> **Quoted text**
+-------+

# Cypress roots? Cork back panel?



## edwardn (Nov 8, 2008)

A few years ago I dug up some remainders od an old cypress stump/roots, in which I grew some bromeliads. The wood, ancient, as it appears, is still in a fair shape and I wonder if there is any valid reason why i shouldn't use it in my tank? 

Another question: does anybody have any experience with natural cork panels attached (aq.silicon?) to the back inside the tank? Any remarks on the subject, please?

Thanks. Edward

( Still optimistic that before year's end my 180 won't be filled with air anymore....)


----------



## zer0zax (Mar 25, 2007)

If the cypress roots are old, then there shouldn't be any problems. Cypress wood is good stuff, lasts a long time underwater! Even living cypress trees grow in water just fine, no root rot. IMHO the only problem would be if you cut a fresh root off and it leaked nutrients that were still in it.

I have never used cork panels before, but a few people have. Hopefully someone will chime in! Cork is used in vivariums and dart frog tanks with drip walls a lot, I don't know how long it lasts though, probably less time completely submerged, but I would be surprised if it broke down before 3 years...

If your tank is still empty, you might want to throw the stump in and fill 'er up! Run a filter with some activated carbon and replace often, that way you can begin working on sinking the stump, and get a feel for how much tannins it puts off. This should work out for the best, by the time you are ready to set up your aquarium the stump will already have leached off quite a few tannins, and you will be that much closer to having a clear tank instead of tea colored water. The stump will be that much more closer to sinking as well, if it is hard headed and wants to float everywhere!


----------



## Bert H (Mar 2, 2004)

No problem with using cypress, except that I have found it very difficult to waterlog and have it sink on its own.


----------



## edwardn (Nov 8, 2008)

This is the cypress root I was asking about. I'm going to trim it a bit from the bottom and attach to a large piece of plexiglass to make it stable. I've done already a 'floating test' (4 days) and it shows a clear preference to rather dwell on the botom of the tank. 

What would be your opinion about the size of the root iside the 180 gal.tank (72x24x24)? At present it is 36" long, 10-12" wide on both ends, 16" high in the middle and on the left - 25". If I shave off 2-3", it will be that much lower.

Any golden thoughts, please? And thanks for the advise up to now!

+-------+

Source data:

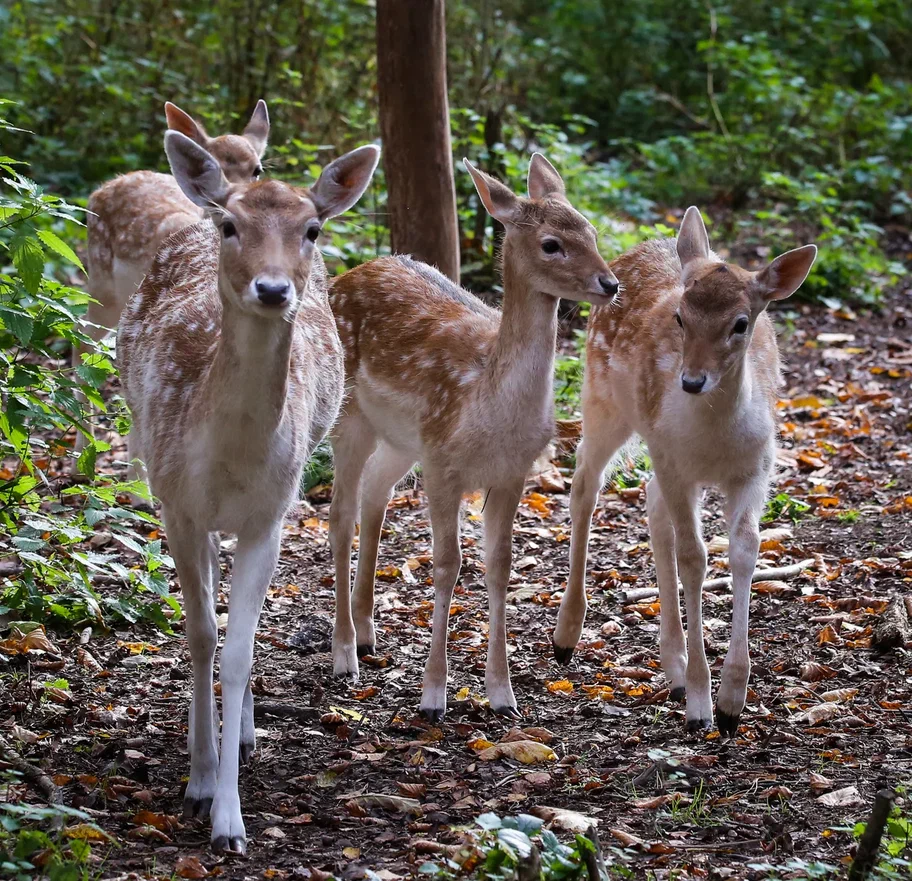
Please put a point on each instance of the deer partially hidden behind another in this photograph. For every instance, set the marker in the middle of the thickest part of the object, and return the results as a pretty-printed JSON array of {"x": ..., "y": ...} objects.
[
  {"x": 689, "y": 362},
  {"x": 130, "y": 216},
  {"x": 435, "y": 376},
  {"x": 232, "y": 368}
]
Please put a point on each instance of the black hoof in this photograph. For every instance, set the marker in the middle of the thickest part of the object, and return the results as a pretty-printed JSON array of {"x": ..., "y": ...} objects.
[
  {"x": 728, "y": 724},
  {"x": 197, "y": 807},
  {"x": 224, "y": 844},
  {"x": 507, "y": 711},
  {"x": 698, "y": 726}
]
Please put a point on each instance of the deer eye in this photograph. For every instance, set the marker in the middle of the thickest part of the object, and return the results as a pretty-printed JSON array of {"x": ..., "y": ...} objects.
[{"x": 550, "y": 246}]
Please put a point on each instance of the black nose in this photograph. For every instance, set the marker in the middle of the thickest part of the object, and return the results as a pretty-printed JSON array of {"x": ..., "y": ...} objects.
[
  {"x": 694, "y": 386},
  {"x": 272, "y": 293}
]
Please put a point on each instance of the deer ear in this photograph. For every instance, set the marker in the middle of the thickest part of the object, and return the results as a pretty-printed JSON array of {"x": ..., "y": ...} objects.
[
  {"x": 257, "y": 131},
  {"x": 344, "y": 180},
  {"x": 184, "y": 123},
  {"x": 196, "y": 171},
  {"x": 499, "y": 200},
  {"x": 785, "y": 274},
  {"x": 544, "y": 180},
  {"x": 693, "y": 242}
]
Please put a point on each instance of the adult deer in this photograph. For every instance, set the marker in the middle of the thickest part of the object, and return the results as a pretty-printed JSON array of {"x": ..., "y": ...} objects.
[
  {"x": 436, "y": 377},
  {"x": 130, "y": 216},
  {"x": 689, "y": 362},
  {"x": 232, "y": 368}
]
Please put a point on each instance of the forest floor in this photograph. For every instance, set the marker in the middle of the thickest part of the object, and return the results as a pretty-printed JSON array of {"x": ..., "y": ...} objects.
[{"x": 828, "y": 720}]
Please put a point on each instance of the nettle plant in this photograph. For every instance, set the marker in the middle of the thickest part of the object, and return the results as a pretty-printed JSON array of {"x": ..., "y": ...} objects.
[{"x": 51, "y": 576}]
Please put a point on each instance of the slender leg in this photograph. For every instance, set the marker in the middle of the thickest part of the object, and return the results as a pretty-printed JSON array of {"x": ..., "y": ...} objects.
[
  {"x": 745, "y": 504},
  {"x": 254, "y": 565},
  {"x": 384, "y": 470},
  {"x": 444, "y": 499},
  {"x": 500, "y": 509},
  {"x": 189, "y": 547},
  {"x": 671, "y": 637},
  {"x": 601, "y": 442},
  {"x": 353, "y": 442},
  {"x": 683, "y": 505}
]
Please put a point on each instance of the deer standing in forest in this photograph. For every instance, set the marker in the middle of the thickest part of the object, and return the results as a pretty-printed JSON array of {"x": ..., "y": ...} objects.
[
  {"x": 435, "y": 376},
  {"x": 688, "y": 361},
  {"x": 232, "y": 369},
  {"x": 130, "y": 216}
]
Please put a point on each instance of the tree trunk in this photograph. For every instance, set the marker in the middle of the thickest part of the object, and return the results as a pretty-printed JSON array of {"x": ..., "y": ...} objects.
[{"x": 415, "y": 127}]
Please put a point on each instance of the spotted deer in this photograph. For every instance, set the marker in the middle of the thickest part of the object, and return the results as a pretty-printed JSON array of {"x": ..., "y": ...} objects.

+-------+

> **Written instruction 1**
In the cypress root thread, why does zer0zax suggest putting the stump into the still-empty tank and running a filter with activated carbon?
> **Written instruction 2**
According to the cypress root thread, how many days did edwardn's floating test of the root last?

> **Expected output 1**
By the time the aquarium is ready to set up, the stump will already have leached off many of its tannins, bringing the tank closer to clear water instead of tea-colored water. The stump will also be closer to sinking.

> **Expected output 2**
Four days.